→ **Written instruction A**
Reproduce the passage of the ftp segfault bug report below that starts at "0% | | 184 MB" and ends at "MSG_OOB) != 3)", keeping every word and character unchanged.
→ **Written instruction B**
Pick up the ftp segfault bug report below right after its last line and keep writing it.
Start of Document extract
>Synopsis: ftp segfaults when aborting a stalled download
>Category: ftp
>Environment:
System : OpenBSD 6.2
Details : OpenBSD 6.2-current (GENERIC.MP) #267: Sat Dec 9
19:08:28 MST 2017
[email protected]:/usr/src/sys/arch/amd64/compile/GENERIC.MP
Architecture: OpenBSD.amd64
Machine : amd64
>Description:
When downloading large-ish files (~100MB) over mobile data, my
ftp sessions often end up stalled. When I then kill the process
with Ctrl-C, this happens:
nasu$ ftp speedtest.tele2.net:/1000GB.zip # bit of an exaggeration...
Trying 90.130.70.73...
Connected to speedtest.tele2.net.
220 (vsFTPd 2.3.5)
331 Please specify the password.
230 Login successful.
Remote system type is UNIX.
Using binary mode to transfer files.
200 Switching to Binary mode.
Retrieving /1000GB.zip
local: 1000GB.zip remote: 1000GB.zip
150 Opening BINARY mode data connection for 1000GB.zip (1073741824000
bytes).
0% | | 184 MB -
stalled -^C
receive aborted
waiting for remote to finish abort.
ftp: abort: Broken pipe
Segmentation fault (core dumped)
This is exactly the same issue as reported here in 2016:
https://marc.info/?l=openbsd-bugs&m=145941236019090
The problem is due to the lostpeer() SIGPIPE handler defined
(and installed) in main.c. If the control connection has been
cut due to the stall, then the following line in ftp.c:
2059 if (send(fileno(cout), buf, 3, MSG_OOB) != 3)
will trigger a SIGPIPE, and lostpeer() will dutifully fclose() and set
cout to NULL. Unfortunately it's used again just two lines later:
2061 fprintf(cout, "%cABOR\r\n", DM);
causing a NULL pointer dereference, and thus a segfault.
>How-To-Repeat:
If you don't have a spotty internet connection on which to test this,
it's pretty easy to reproduce in gdb(1):
$ gdb /usr/obj/usr.bin/ftp/ftp # need to have compiled with debug
symbols
GNU gdb 6.3
Copyright 2004 Free Software Foundation, Inc.
End of Document extract
Start of Dataset extract
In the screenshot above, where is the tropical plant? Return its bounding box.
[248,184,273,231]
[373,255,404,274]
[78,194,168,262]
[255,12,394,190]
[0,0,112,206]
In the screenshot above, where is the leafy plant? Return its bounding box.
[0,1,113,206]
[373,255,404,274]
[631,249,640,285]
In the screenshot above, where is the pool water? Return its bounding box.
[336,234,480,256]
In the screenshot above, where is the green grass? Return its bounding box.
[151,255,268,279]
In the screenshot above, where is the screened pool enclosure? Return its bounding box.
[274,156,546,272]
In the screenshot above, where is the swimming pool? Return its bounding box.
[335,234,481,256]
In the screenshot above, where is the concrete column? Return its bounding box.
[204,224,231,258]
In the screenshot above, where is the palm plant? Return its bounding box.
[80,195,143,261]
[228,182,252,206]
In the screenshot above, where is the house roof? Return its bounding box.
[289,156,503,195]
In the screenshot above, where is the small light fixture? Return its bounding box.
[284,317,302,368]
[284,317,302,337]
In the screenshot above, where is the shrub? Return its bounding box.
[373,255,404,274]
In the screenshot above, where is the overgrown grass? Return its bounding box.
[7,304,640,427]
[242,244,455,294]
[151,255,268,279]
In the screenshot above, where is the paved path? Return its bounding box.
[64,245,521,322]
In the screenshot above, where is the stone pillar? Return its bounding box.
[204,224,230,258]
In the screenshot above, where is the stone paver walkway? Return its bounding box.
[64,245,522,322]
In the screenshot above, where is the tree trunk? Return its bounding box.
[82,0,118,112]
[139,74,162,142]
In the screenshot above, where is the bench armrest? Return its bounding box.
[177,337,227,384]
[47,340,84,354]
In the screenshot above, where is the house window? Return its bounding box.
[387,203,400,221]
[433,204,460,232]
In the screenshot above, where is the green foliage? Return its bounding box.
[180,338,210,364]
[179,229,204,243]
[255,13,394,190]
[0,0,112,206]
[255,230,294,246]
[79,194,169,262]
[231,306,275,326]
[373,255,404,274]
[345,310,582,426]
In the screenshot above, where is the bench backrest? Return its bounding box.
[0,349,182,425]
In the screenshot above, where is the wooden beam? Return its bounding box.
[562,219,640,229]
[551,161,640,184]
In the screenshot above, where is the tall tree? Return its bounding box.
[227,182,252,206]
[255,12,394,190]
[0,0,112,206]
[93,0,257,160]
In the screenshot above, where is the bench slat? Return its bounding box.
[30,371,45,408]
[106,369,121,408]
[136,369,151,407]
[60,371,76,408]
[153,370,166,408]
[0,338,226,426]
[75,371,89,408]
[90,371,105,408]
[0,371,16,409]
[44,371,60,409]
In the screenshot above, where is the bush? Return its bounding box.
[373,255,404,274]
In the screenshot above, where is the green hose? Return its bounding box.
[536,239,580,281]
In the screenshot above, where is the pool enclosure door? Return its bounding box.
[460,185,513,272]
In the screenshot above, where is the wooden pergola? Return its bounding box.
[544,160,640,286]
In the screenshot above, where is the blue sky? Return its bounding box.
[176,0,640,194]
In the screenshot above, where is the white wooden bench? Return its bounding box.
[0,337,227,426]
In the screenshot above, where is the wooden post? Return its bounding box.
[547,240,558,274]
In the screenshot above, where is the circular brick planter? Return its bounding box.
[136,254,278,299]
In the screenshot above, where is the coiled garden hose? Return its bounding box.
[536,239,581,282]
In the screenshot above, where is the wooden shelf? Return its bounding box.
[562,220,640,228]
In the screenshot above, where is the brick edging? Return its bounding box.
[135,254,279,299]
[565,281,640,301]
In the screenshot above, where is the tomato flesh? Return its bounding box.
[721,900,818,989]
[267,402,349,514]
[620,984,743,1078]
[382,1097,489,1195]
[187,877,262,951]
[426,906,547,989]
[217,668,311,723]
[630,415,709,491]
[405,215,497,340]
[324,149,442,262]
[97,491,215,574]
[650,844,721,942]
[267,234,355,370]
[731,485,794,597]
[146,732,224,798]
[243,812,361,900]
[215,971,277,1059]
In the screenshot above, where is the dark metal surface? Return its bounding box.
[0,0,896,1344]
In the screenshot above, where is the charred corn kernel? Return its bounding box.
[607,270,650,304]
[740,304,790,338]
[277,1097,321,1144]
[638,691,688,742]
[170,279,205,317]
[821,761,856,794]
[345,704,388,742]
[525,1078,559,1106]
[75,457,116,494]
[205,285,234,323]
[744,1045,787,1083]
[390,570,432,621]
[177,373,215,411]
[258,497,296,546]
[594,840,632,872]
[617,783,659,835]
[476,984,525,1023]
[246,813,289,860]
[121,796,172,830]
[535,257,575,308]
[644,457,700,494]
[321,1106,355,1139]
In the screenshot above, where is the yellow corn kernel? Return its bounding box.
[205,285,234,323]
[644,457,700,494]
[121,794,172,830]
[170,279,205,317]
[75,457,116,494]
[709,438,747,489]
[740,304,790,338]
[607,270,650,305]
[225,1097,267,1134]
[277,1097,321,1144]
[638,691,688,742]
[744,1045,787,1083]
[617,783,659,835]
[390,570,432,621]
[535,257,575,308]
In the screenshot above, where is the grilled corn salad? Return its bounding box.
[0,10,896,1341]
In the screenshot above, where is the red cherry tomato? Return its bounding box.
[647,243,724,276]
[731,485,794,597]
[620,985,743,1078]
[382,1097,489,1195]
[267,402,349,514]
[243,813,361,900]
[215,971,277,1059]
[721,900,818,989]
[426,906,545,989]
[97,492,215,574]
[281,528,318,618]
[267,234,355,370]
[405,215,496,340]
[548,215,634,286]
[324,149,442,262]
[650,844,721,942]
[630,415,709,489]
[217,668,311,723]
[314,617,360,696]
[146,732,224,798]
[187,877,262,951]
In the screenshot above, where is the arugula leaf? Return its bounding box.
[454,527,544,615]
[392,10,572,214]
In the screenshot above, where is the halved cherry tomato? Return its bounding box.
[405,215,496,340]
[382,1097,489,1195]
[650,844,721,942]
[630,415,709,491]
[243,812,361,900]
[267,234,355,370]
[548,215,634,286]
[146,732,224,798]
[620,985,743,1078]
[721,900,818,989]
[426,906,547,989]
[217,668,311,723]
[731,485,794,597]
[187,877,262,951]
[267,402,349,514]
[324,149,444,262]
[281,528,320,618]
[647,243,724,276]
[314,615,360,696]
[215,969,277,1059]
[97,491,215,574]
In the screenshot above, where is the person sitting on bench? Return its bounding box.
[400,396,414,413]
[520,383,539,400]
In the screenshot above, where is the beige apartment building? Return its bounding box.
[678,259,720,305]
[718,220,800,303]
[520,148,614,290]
End of Dataset extract
→ **Written response A**
0% | | 184 MB -
stalled -^C
receive aborted
waiting for remote to finish abort.
ftp: abort: Broken pipe
Segmentation fault (core dumped)
This is exactly the same issue as reported here in 2016:
https://marc.info/?l=openbsd-bugs&m=145941236019090
The problem is due to the lostpeer() SIGPIPE handler defined
(and installed) in main.c. If the control connection has been
cut due to the stall, then the following line in ftp.c:
2059 if (send(fileno(cout), buf, 3, MSG_OOB) != 3)

→ **Written response B**
GDB is free software, covered by the GNU General Public License, and
you are
welcome to change it and/or distribute copies of it under certain
conditions.
Type "show copying" to see the conditions.
There is absolutely no warranty for GDB. Type "show warranty" for
details.
This GDB was configured as "amd64-unknown-openbsd6.2"...
(gdb) br ftp.c:2059 # line which would trigger the SIGPIPE naturally
Breakpoint 1 at 0xe756: file /usr/src/usr.bin/ftp/ftp.c, line 2059.
(gdb) run speedtest.tele2.net:/1000GB.zip # download some file
Starting program: /usr/obj/usr.bin/ftp/ftp
speedtest.tele2.net:/1000GB.zip
Breakpoint 1 at 0x1df7cd00e756: file /usr/src/usr.bin/ftp/ftp.c, line
2059.
Trying 90.130.70.73...
Connected to speedtest.tele2.net.
220 (vsFTPd 2.3.5)
331 Please specify the password.
230 Login successful.
Remote system type is UNIX.
Using binary mode to transfer files.
200 Switching to Binary mode.
Retrieving /1000GB.zip
local: 1000GB.zip remote: 1000GB.zip
150 Opening BINARY mode data connection for 1000GB.zip (1073741824000
bytes).
0% | | 1534 KB
567:55:14 ETA^C # go to gdb command mode
Program received signal SIGINT, Interrupt.
_thread_sys_read () at -:3
3 -: No such file or directory.
in -
Current language: auto; currently asm
(gdb) signal SIGINT # interrupt the download
Continuing with signal SIGINT.
Program received signal SIGINT, Interrupt.
_thread_sys_read () at -:3
3 in -
(gdb) signal SIGINT # this needs to be done twice for gdb reasons, I
think?
Continuing with signal SIGINT.
0% | | 2290 KB
380:25:53 ETA
receive aborted
waiting for remote to finish abort.
Breakpoint 1, abort_remote (din=0x1dfa7fdcf880)
at /usr/src/usr.bin/ftp/ftp.c:2059
2059 if (send(fileno(cout), buf, 3, MSG_OOB) != 3)
Current language: auto; currently minimal
(gdb) signal SIGPIPE # manually trigger a sigpipe
Continuing with signal SIGPIPE.
Breakpoint 1, abort_remote (din=0x1dfa7fdcf880)
at /usr/src/usr.bin/ftp/ftp.c:2059
2059 if (send(fileno(cout), buf, 3, MSG_OOB) != 3)
(gdb) continue # and continue on to the segfault.
Continuing.
Program received signal SIGSEGV, Segmentation fault.
0x00001df7cd00e774 in abort_remote (din=0x1dfa7fdcf880)
at /usr/src/usr.bin/ftp/ftp.c:2059
2059 if (send(fileno(cout), buf, 3, MSG_OOB) != 3)
(gdb) continue
Continuing.
Program terminated with signal SIGSEGV, Segmentation fault.
The program no longer exists.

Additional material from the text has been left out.